## PODANY TEKST
★ ★ ★ ★

Akcja mojego kumpla:
Witam,
Chciałbym przedstawić sytuację, która wydarzyła się wczoraj w nocy. Po koncercie zespołu, w jednym ze stargardzkich lokali, otrzymałem telefon od kolegi, który odprowadzał koleżankę, że na stacji paliw dostał w twarz. Wyszedłem przed lokal żeby na spokojnie porozmawiać, stanąłem obok barierki, która należy do lokalu. W jednej ręce trzymałem telefon, a w drugiej butelkę z piwem. Byłem może z pół metra od schodów do lokalu. Nie piłem na zewnątrz. Akurat obok stał nieoznakowany samochód policyjny, z którego wyszedł pan i poprosił mnie żebym podszedł do samochodu. Policjanci byli bez mundurów, jedynie co, to poprosiłem żeby się wylegitymował. Zrobił to i poprosił mnie o dowód, że niby mandat za picie (nie piłem na zewnątrz). Grzecznie wytłumaczyłem, że kolegę mi biją na stacji BP i czy mogliby podjechać, zamiast wystawiać mi mandat. Dostałem odpowiedź, że nie mieli takiego zgłoszenia i mnie olali. Finał tego wszystkiego jest taki, że dostałem bardzo śmieszny mandat, bo z
trzema błędami ortograficznymi (przesyłam mandat w załączniku). Do tego policjant nie podpisał się czytelnie tylko parafką. Słyszałem, że taki mandat jest nieprawomocny, ponieważ podpis musi być czytelny i w sumie nie powinien zawierać błędów, bo nie ma takiego czegoś jak "spoRZywanie alkoCHolu". Jak się dowiedziałem, to powinni dać mi mandat w wysokości 20 zł, za usiłowanie spożywania, ponieważ nie spożywałem, a tym bardziej nie spoRZYwałem. Może uda się anulować ten mandat.
Pozdrawiam
Artur ze Stargardu
Policjant zrobił literówkę, szybko do internetów pokazać jaki policjant głupi bez matury bo zrobił literówkę!

★ ★ ★ ★

## FRAGMENTY ZESTAWIENIA
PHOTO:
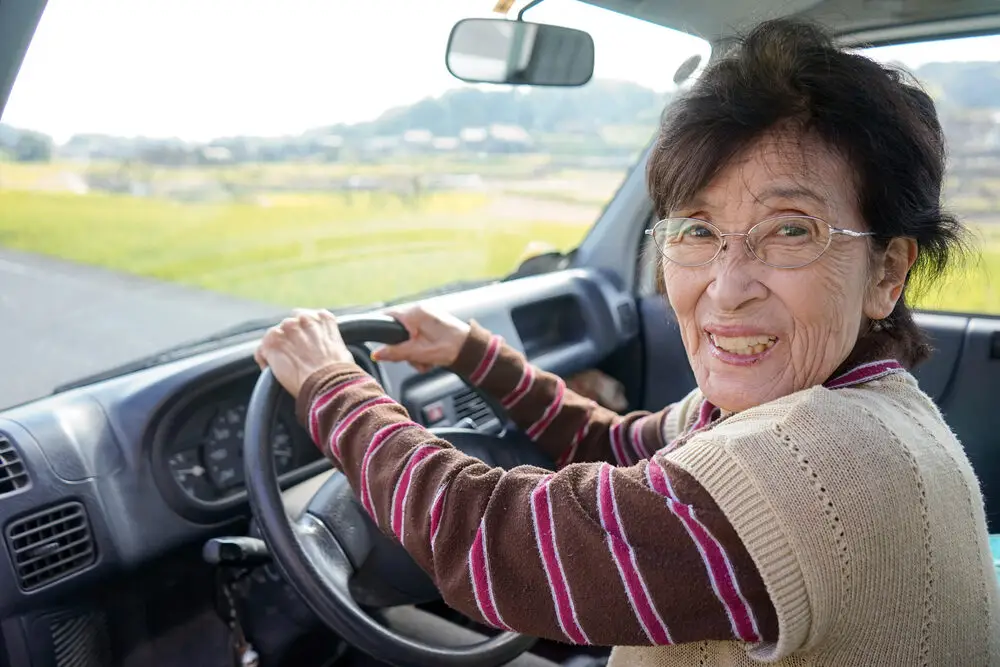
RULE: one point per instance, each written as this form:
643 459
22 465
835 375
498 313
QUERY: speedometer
215 469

★ ★ ★ ★

## CO ZROBIĆ
1. Na jakiej stacji paliw, według wpisu o mandacie za picie, miał być bity kolega autora?
2. Dopisz dalszy ciąg wpisu o mandacie za picie, zaczynając po jego ostatnim zdaniu.
Zestawienie pochodzi z innego źródła niż tekst.

## ODPOWIEDZI DO ZADAŃ
1. Na stacji BP.

2.
Literówki każdemu się zdarzają, no ale bez jaj, żeby zrobić błąd w 3 z 5 wyrazów w jednym zdaniu. Chociaż to i tak sukces że nie napisał alkoholu przez ó
Ale tak jest w każdym Zachodnim kraju, do których aspirujemy! Więc mamy być biedą umysłową w tym temacie jak Wschód czy nowoczesnym krajem nie znoszącym picia alkoholu w miejscu publicznym jak Zachód?
Ten sam zachód to pedały w rurkach, dźender studis, homopropaganda, odejście od zasad prawnych i obyczajowych, upadające gospodarki ( długi państw, kryzys w strefie euro ). Zachód idzie na dno, umiera... Jeśli pytasz czy mamy być tacy, to moja odpowiedź brzmi - nie. Wole wschód. Na Białorusi przynajmniej możesz kupić sobie żarówkę jaką chcesz, a w EU nie ( ofc Białoruś nie ma wiele zalet poza tą ).
Ja nie aspiruje do dzisiejszego zachodu. Mam nadzieję, że pójdziemy po rozum do głowy i pójdziemy własną, normalną drogą.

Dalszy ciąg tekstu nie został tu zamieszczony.